(Coordinate annotation entries)
══════════════════════════════

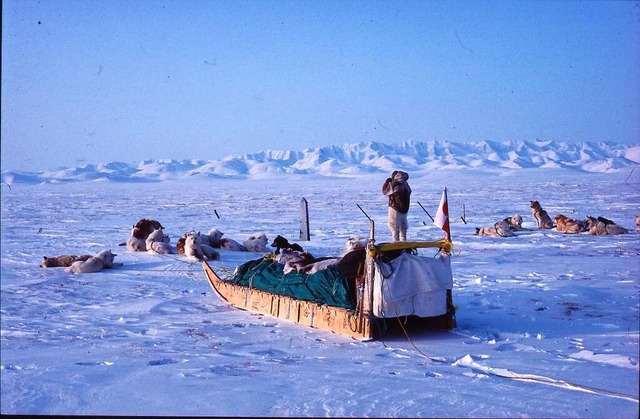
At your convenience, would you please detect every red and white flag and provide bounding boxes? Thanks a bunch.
[433,188,451,240]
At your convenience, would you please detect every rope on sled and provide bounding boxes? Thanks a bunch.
[369,239,453,258]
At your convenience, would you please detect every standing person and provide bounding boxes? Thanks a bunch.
[382,170,411,242]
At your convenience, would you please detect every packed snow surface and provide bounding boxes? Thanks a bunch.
[0,169,640,418]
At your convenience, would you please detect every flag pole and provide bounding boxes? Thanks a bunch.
[444,187,453,243]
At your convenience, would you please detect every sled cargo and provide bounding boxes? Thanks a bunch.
[202,236,456,340]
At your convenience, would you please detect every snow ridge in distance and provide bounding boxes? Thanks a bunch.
[2,140,640,184]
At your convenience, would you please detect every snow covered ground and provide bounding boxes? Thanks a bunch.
[0,169,640,418]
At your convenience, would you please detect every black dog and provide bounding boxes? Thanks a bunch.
[271,236,304,255]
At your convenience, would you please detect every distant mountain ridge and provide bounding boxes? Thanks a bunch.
[2,141,640,184]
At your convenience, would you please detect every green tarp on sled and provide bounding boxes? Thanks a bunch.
[232,258,356,310]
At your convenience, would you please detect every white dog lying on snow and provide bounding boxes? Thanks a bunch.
[184,231,220,261]
[243,233,271,253]
[65,250,122,274]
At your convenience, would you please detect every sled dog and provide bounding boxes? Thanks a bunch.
[271,235,304,255]
[206,228,224,248]
[553,214,586,234]
[65,250,122,274]
[40,255,91,268]
[131,218,164,240]
[220,239,247,252]
[586,215,629,236]
[243,233,271,253]
[145,229,173,255]
[530,201,553,229]
[476,221,514,237]
[502,214,527,231]
[183,231,220,261]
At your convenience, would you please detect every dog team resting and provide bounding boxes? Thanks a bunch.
[40,185,640,340]
[202,215,456,340]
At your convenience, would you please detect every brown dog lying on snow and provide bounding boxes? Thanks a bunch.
[587,215,629,236]
[476,221,514,237]
[65,250,122,274]
[40,255,91,268]
[529,201,553,228]
[553,214,587,234]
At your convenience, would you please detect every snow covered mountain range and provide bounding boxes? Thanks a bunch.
[2,141,640,184]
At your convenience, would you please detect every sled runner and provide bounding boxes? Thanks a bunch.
[202,233,456,340]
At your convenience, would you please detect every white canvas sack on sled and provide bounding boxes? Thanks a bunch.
[373,253,453,318]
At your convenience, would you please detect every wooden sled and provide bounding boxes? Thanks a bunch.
[202,236,456,341]
[202,261,373,341]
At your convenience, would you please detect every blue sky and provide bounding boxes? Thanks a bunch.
[1,0,640,171]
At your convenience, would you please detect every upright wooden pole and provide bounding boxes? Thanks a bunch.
[300,198,311,241]
[362,218,376,316]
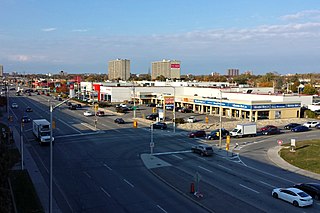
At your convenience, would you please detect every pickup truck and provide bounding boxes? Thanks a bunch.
[191,144,213,156]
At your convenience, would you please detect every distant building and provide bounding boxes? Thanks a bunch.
[108,59,130,81]
[227,69,239,76]
[0,64,3,77]
[151,60,181,80]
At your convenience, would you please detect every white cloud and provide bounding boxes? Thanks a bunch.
[72,29,88,32]
[42,27,57,32]
[280,10,320,21]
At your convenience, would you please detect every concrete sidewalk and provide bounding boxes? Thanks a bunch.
[267,146,320,180]
[11,122,61,213]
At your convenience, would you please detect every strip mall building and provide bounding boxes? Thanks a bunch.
[81,82,312,121]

══════════════════════════════

**SHORT EXERCISE:** Starting at the beginning of the lines and ending with the line containing "[369,239,453,258]", give each text with its answer as a two-column CSV with columns text and answer, one row per pair, every field quoted and line breaks replaced by spaces. Leave out the pictures.

**ANSWER TO THIS TASK:**
text,answer
"At your convenience, would you please detect every red and white flag and provide bounding boxes? Thanks a bunch.","[433,188,451,240]"
"At your convenience, would you please detect every rope on sled and provide bounding boxes? Thanks a bunch.","[369,239,453,258]"